# RECORDS PROVIDED start

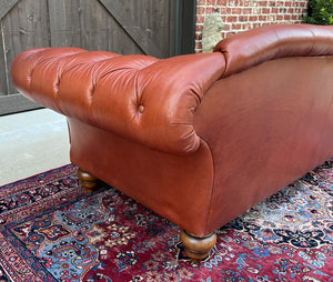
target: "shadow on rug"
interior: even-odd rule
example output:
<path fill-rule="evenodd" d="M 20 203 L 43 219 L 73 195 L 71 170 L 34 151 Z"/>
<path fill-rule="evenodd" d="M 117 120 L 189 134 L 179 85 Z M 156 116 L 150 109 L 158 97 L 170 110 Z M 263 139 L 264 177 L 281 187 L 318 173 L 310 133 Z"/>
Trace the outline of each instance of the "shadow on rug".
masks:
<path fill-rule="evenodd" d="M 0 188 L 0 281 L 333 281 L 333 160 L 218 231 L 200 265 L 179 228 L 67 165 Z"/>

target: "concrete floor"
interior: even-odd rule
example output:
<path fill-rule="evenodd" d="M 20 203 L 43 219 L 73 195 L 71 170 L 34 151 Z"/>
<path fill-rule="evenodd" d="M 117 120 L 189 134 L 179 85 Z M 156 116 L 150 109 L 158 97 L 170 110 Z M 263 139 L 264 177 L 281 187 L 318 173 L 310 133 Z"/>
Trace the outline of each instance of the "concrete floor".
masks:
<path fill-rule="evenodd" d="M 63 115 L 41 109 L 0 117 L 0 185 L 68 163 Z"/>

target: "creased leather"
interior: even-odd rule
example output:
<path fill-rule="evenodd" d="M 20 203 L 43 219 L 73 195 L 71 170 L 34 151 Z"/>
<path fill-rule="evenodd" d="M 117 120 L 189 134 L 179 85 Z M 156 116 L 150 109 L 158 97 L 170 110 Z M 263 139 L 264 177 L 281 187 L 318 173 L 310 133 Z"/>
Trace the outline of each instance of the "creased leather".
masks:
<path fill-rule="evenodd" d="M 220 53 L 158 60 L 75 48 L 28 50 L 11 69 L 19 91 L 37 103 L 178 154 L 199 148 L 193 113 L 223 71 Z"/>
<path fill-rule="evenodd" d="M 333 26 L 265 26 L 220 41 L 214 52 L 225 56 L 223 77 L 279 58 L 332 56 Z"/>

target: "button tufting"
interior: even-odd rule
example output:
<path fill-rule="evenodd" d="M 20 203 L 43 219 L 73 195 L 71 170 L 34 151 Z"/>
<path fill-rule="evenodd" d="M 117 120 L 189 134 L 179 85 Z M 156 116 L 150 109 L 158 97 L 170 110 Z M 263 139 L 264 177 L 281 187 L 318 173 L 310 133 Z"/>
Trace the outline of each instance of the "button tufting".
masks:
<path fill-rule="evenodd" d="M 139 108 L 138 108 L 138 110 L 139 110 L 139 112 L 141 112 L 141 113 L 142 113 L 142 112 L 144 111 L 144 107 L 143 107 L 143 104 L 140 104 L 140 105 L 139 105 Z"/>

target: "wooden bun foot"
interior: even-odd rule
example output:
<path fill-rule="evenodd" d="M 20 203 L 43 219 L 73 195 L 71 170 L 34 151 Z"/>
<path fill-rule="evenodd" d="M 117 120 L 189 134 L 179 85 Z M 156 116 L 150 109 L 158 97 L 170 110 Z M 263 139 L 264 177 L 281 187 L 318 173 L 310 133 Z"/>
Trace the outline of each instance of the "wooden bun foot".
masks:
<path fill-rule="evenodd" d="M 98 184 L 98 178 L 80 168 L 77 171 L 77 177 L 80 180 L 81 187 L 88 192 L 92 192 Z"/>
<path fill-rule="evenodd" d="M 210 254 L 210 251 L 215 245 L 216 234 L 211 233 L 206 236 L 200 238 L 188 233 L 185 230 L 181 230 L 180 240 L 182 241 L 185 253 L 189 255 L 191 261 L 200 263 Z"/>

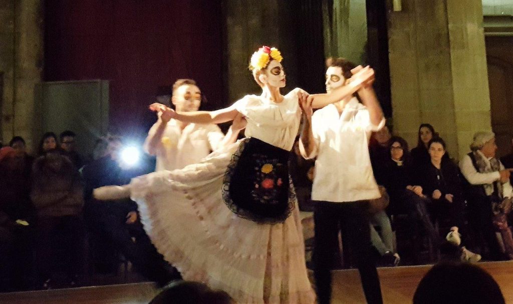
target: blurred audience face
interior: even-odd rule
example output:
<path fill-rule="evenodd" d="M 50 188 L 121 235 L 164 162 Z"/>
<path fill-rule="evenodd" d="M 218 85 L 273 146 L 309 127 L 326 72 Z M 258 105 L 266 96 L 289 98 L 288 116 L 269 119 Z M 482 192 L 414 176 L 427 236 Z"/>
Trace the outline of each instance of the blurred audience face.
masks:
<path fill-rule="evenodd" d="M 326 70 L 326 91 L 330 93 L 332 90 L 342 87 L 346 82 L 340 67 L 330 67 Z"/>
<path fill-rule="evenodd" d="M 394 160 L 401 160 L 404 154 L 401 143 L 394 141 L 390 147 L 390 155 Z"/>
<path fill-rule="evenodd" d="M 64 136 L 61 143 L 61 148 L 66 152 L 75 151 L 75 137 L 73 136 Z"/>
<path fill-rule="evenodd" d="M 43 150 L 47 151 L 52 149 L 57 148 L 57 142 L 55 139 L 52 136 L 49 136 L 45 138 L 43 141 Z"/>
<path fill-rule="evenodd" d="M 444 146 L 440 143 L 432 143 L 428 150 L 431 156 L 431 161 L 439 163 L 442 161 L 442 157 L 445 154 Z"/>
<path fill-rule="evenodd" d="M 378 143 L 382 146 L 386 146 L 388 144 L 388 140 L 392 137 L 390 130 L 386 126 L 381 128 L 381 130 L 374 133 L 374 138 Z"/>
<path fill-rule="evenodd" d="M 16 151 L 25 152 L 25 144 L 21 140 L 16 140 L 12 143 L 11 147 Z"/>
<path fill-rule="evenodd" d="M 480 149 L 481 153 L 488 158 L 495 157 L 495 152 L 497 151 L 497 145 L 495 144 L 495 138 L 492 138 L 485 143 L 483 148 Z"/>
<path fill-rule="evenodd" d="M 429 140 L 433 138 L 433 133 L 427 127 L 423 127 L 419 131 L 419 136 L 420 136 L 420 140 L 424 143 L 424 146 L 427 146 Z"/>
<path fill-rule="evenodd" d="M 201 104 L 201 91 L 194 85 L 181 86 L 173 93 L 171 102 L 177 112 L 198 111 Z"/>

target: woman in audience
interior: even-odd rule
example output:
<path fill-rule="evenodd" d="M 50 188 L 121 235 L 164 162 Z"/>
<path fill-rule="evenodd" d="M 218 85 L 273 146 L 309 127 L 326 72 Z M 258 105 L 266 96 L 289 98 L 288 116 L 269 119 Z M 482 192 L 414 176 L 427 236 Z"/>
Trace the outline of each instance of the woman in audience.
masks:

# RECORDS PROVIDED end

## [DESCRIPTION OF THE TASK]
Give the lines above as a Markdown table with two columns, Row and Line, numbering the rows and skipping any blank lines. Leave the pictures out of the table.

## [IN RESPONSE]
| Row | Line |
|---|---|
| 1 | target: "shadow on rug" |
| 2 | interior: even-odd rule |
| 3 | example output: |
| 4 | <path fill-rule="evenodd" d="M 20 203 L 43 219 L 73 195 L 71 170 L 34 151 Z"/> |
| 5 | <path fill-rule="evenodd" d="M 117 120 L 189 134 L 179 85 Z M 156 116 L 150 109 L 158 97 L 170 110 Z M 263 139 L 264 177 L 281 187 L 318 173 L 310 133 Z"/> |
| 6 | Trace the outline of each instance of the "shadow on rug". |
| 7 | masks: |
| 8 | <path fill-rule="evenodd" d="M 0 188 L 0 281 L 333 281 L 333 160 L 218 231 L 200 265 L 179 228 L 67 165 Z"/> |
| 9 | target: "concrete floor" |
| 10 | interior: even-odd rule |
| 11 | example output: |
| 12 | <path fill-rule="evenodd" d="M 20 203 L 43 219 L 73 195 L 71 170 L 34 151 Z"/> |
| 13 | <path fill-rule="evenodd" d="M 117 120 L 189 134 L 179 85 Z M 156 116 L 150 109 L 158 97 L 170 110 Z M 263 139 L 264 177 L 281 187 L 318 173 L 310 133 Z"/> |
| 14 | Trace the outline of each instance of the "concrete floor". |
| 15 | masks: |
| 16 | <path fill-rule="evenodd" d="M 63 115 L 41 109 L 0 117 L 0 185 L 68 163 Z"/> |
| 17 | target: "creased leather" |
| 18 | interior: even-odd rule |
| 19 | example output: |
| 20 | <path fill-rule="evenodd" d="M 20 203 L 43 219 L 73 195 L 71 170 L 34 151 Z"/> |
| 21 | <path fill-rule="evenodd" d="M 117 120 L 189 134 L 179 85 Z M 156 116 L 150 109 L 158 97 L 170 110 Z M 263 139 L 264 177 L 281 187 L 318 173 L 310 133 Z"/> |
| 22 | Trace the outline of each instance of the "creased leather". |
| 23 | masks: |
| 24 | <path fill-rule="evenodd" d="M 220 53 L 158 60 L 75 48 L 28 50 L 11 69 L 19 91 L 37 103 L 178 154 L 199 148 L 193 113 L 223 71 Z"/> |
| 25 | <path fill-rule="evenodd" d="M 333 26 L 265 26 L 220 41 L 214 52 L 225 56 L 223 77 L 279 58 L 332 56 Z"/> |
| 26 | target: "button tufting" |
| 27 | interior: even-odd rule |
| 28 | example output: |
| 29 | <path fill-rule="evenodd" d="M 20 203 L 43 219 L 73 195 L 71 170 L 34 151 Z"/> |
| 30 | <path fill-rule="evenodd" d="M 117 120 L 189 134 L 179 85 Z M 156 116 L 150 109 L 158 97 L 170 110 Z M 263 139 L 264 177 L 281 187 L 318 173 L 310 133 Z"/> |
| 31 | Trace the outline of each instance of the "button tufting". |
| 32 | masks: |
| 33 | <path fill-rule="evenodd" d="M 139 108 L 138 108 L 138 110 L 139 110 L 139 112 L 141 112 L 141 113 L 142 113 L 142 112 L 144 111 L 144 107 L 143 107 L 143 104 L 140 104 L 140 105 L 139 105 Z"/> |
| 34 | target: "wooden bun foot" |
| 35 | interior: even-odd rule |
| 36 | example output: |
| 37 | <path fill-rule="evenodd" d="M 20 203 L 43 219 L 73 195 L 71 170 L 34 151 Z"/> |
| 38 | <path fill-rule="evenodd" d="M 117 120 L 189 134 L 179 85 Z M 156 116 L 150 109 L 158 97 L 170 110 Z M 263 139 L 264 177 L 281 187 L 318 173 L 310 133 Z"/> |
| 39 | Trace the outline of each instance of the "wooden bun foot". |
| 40 | masks: |
| 41 | <path fill-rule="evenodd" d="M 98 184 L 98 178 L 80 168 L 77 171 L 77 177 L 80 180 L 81 187 L 88 192 L 92 192 Z"/> |
| 42 | <path fill-rule="evenodd" d="M 210 254 L 210 251 L 215 245 L 216 234 L 211 233 L 206 236 L 200 238 L 188 233 L 185 230 L 181 230 L 180 240 L 182 241 L 185 253 L 189 255 L 191 261 L 200 263 Z"/> |
| 43 | target: blurred audience face |
| 44 | interior: even-odd rule |
| 45 | example output: |
| 46 | <path fill-rule="evenodd" d="M 50 188 L 121 235 L 164 162 Z"/> |
| 47 | <path fill-rule="evenodd" d="M 218 85 L 273 146 L 309 127 L 326 72 Z M 258 105 L 266 96 L 289 98 L 288 116 L 269 119 Z M 482 192 L 414 176 L 427 236 Z"/> |
| 48 | Trace the outline of each instance of the blurred audience face. |
| 49 | masks: |
| 50 | <path fill-rule="evenodd" d="M 326 70 L 326 91 L 330 93 L 332 90 L 342 87 L 346 82 L 340 67 L 330 67 Z"/> |
| 51 | <path fill-rule="evenodd" d="M 394 160 L 401 160 L 404 154 L 401 143 L 394 141 L 390 147 L 390 155 Z"/> |
| 52 | <path fill-rule="evenodd" d="M 64 136 L 61 143 L 61 148 L 66 152 L 75 151 L 75 137 L 73 136 Z"/> |
| 53 | <path fill-rule="evenodd" d="M 43 150 L 47 151 L 52 149 L 57 148 L 57 142 L 55 139 L 52 136 L 49 136 L 45 138 L 43 141 Z"/> |
| 54 | <path fill-rule="evenodd" d="M 444 146 L 440 143 L 432 143 L 428 150 L 431 156 L 431 161 L 439 163 L 442 161 L 442 157 L 445 154 Z"/> |
| 55 | <path fill-rule="evenodd" d="M 378 143 L 382 146 L 386 146 L 388 144 L 388 140 L 392 137 L 390 130 L 386 126 L 381 128 L 381 130 L 374 133 L 374 138 Z"/> |
| 56 | <path fill-rule="evenodd" d="M 16 151 L 25 152 L 25 144 L 21 140 L 16 140 L 12 143 L 11 147 Z"/> |
| 57 | <path fill-rule="evenodd" d="M 480 149 L 481 153 L 488 158 L 495 157 L 495 152 L 497 151 L 497 145 L 495 144 L 495 138 L 492 138 L 485 143 L 483 148 Z"/> |
| 58 | <path fill-rule="evenodd" d="M 429 140 L 433 138 L 433 133 L 427 127 L 423 127 L 419 131 L 419 136 L 420 136 L 420 140 L 424 143 L 424 146 L 427 146 Z"/> |
| 59 | <path fill-rule="evenodd" d="M 201 104 L 201 91 L 194 85 L 181 86 L 173 93 L 171 102 L 177 112 L 198 111 Z"/> |
| 60 | target: woman in audience |
| 61 | interior: even-odd rule |
| 62 | example output: |
| 63 | <path fill-rule="evenodd" d="M 50 188 L 121 235 L 164 162 Z"/> |
| 64 | <path fill-rule="evenodd" d="M 218 85 L 273 146 L 309 127 L 326 72 Z M 258 105 L 266 96 L 289 98 L 288 116 L 269 119 Z M 482 192 L 414 176 L 427 236 Z"/> |
| 65 | Trace the outline of each instance of the woman in audience. |
| 66 | masks: |